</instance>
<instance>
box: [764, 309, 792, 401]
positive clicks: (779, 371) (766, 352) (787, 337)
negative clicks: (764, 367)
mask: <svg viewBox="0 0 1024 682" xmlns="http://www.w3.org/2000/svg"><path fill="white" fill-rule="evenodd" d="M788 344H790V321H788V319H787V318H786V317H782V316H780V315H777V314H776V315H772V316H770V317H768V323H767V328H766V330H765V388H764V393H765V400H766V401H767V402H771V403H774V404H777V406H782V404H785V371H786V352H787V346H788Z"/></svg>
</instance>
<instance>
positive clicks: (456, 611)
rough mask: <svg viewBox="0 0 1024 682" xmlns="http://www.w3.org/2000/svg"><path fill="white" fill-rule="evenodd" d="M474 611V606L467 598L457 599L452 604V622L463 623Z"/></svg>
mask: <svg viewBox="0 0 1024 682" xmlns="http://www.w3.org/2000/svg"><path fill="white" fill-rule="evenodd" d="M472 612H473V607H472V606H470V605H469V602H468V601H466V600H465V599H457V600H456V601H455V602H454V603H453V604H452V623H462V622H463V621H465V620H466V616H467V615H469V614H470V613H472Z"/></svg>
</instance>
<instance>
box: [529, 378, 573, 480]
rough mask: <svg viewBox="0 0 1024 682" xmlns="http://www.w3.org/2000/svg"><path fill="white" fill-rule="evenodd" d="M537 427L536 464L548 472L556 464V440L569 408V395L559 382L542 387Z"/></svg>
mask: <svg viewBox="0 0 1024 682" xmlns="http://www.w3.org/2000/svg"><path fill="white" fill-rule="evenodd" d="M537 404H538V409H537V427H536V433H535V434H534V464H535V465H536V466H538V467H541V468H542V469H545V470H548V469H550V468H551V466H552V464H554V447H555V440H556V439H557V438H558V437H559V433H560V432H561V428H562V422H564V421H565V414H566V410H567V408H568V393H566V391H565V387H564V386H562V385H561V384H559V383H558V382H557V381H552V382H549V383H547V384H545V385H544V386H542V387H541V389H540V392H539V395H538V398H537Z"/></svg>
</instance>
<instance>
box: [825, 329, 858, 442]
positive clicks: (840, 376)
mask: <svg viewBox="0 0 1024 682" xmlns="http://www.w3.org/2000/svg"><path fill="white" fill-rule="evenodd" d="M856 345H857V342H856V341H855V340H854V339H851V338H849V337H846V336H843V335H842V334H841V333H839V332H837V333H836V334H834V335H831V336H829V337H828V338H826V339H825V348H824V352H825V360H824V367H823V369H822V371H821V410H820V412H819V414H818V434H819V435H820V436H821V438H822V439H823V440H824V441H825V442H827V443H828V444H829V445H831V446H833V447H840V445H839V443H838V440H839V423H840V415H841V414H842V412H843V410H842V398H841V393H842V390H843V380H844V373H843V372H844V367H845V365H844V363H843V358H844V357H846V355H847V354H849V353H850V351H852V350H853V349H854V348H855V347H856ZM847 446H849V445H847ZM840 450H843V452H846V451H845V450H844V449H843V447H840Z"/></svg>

§

YOUR INSTRUCTIONS: Count the lines in the listing above that contain the word "clicks". Reply with the number alone.

SOLUTION BELOW: 4